What the task asks:
Count the lines of the data below that contain the string "rocket". Reply with that number alone.

Data to process:
··········

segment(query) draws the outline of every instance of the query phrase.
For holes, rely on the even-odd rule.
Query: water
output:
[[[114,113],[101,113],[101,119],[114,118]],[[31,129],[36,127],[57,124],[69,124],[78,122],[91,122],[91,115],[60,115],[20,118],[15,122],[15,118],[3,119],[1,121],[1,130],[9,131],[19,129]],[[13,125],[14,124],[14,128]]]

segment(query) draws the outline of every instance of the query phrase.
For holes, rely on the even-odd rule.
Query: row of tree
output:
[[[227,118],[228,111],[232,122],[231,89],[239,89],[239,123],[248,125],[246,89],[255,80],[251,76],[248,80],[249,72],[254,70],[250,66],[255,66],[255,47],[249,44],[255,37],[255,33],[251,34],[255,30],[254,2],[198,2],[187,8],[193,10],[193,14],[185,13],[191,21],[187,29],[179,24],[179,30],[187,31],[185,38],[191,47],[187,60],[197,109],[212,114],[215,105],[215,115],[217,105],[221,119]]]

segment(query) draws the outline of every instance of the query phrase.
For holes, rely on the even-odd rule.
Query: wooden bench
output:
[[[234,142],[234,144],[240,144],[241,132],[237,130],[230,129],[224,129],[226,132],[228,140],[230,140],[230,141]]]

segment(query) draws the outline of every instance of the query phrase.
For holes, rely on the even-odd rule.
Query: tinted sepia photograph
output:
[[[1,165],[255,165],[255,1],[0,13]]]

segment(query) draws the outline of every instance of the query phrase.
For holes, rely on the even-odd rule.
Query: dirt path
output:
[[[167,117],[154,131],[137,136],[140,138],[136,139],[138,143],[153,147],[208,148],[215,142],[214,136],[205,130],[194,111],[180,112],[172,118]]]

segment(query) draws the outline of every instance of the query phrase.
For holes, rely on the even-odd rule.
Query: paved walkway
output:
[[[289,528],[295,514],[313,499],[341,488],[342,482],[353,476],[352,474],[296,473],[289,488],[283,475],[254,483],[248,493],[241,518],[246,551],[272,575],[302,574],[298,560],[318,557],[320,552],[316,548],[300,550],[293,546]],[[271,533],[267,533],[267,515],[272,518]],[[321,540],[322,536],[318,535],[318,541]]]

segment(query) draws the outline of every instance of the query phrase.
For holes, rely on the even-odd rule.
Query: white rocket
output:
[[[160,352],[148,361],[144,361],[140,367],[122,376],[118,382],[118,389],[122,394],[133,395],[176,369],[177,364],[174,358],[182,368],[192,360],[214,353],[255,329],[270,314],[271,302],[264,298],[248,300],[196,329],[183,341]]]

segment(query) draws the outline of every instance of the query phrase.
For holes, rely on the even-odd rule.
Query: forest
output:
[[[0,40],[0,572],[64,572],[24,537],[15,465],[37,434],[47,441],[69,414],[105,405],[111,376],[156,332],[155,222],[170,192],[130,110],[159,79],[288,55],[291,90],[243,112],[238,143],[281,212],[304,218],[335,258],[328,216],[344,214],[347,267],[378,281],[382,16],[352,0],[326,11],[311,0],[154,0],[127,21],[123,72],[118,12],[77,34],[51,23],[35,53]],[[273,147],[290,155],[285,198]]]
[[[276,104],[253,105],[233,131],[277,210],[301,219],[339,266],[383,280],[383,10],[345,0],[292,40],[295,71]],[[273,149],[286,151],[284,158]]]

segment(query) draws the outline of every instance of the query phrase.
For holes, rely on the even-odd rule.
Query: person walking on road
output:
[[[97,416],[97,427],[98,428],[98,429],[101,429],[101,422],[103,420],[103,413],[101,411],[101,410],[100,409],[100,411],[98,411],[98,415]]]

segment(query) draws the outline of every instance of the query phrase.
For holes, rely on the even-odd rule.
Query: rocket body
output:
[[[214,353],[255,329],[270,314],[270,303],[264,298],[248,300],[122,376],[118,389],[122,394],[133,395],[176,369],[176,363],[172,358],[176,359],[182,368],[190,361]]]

··········

Exercise response:
2